#### REQUIRED TASK
Count the lines in the entries below that contain the string "headlight", matching case exactly. Reply with the number alone.

(Named-object pointing entries)
════

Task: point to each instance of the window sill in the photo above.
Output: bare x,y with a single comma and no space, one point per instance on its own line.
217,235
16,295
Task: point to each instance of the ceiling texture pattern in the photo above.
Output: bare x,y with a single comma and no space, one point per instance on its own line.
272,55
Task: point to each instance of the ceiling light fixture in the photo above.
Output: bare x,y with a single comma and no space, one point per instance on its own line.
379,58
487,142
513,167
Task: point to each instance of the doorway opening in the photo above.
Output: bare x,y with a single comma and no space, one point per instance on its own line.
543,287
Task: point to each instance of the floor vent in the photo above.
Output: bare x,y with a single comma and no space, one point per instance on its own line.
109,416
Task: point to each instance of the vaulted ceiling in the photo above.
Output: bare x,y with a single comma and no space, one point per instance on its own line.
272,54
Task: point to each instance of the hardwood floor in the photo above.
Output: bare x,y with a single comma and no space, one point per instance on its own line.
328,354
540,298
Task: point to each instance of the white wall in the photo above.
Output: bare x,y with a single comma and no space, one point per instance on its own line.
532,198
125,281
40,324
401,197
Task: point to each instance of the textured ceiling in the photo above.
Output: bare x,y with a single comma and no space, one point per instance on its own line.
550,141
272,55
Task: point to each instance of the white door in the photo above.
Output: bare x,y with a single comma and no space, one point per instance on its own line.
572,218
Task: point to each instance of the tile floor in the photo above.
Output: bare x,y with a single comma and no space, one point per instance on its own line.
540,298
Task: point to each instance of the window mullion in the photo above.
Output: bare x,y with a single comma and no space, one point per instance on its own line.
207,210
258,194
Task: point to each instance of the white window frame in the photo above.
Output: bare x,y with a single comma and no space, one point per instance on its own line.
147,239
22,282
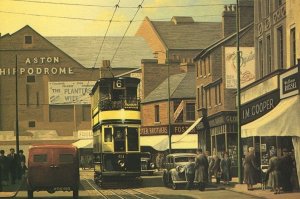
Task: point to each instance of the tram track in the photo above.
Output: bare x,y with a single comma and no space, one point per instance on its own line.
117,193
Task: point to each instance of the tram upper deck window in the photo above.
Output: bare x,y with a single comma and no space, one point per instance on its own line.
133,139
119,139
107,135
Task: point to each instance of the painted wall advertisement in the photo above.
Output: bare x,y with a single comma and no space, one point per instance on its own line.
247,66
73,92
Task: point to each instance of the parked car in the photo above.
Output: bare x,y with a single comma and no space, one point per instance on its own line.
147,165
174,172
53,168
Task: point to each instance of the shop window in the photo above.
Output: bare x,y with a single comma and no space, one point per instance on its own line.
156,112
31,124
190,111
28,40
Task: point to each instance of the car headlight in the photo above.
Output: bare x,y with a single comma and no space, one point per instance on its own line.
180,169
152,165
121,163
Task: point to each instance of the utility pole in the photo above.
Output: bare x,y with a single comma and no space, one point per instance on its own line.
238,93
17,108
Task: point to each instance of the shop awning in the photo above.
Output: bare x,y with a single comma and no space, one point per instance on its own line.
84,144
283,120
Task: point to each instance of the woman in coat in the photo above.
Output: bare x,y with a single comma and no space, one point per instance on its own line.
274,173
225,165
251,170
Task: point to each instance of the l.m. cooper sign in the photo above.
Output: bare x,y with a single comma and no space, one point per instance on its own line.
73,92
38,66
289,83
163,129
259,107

════

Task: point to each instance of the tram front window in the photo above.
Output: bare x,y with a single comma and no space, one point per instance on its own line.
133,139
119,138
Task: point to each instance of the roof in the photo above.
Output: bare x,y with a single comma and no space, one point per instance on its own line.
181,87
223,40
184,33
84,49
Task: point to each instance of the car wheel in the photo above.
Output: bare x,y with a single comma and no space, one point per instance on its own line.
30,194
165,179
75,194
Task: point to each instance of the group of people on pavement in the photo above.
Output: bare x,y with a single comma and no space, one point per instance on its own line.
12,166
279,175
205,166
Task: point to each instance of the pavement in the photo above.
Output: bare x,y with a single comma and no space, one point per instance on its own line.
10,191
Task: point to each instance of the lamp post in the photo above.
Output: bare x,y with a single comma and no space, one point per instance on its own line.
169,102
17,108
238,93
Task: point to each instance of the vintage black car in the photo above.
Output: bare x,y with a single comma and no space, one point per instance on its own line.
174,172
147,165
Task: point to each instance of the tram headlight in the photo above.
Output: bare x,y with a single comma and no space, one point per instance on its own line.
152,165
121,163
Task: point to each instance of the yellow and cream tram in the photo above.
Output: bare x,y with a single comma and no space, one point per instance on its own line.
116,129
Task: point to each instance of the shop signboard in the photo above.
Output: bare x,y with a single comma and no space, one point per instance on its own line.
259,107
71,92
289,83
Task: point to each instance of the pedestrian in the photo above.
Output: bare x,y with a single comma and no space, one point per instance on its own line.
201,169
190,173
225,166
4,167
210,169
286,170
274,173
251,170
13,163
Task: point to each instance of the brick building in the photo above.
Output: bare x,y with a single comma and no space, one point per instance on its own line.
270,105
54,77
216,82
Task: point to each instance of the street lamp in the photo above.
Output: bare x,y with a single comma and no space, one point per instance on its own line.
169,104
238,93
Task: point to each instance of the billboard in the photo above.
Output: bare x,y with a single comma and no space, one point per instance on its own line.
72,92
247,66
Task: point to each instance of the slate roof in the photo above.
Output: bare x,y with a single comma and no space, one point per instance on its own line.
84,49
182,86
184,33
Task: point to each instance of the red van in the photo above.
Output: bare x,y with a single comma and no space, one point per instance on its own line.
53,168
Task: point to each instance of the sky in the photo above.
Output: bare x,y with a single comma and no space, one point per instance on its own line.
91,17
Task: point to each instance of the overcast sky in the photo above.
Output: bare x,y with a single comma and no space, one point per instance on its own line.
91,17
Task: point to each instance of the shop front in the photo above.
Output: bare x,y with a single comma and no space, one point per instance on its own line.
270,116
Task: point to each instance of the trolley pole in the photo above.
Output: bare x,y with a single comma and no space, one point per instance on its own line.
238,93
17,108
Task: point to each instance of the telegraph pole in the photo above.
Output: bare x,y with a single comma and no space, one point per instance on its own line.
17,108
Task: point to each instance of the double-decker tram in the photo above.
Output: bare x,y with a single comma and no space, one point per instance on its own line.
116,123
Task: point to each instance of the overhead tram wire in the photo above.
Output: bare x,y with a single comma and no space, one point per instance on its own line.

════

#### TASK SOLUTION
2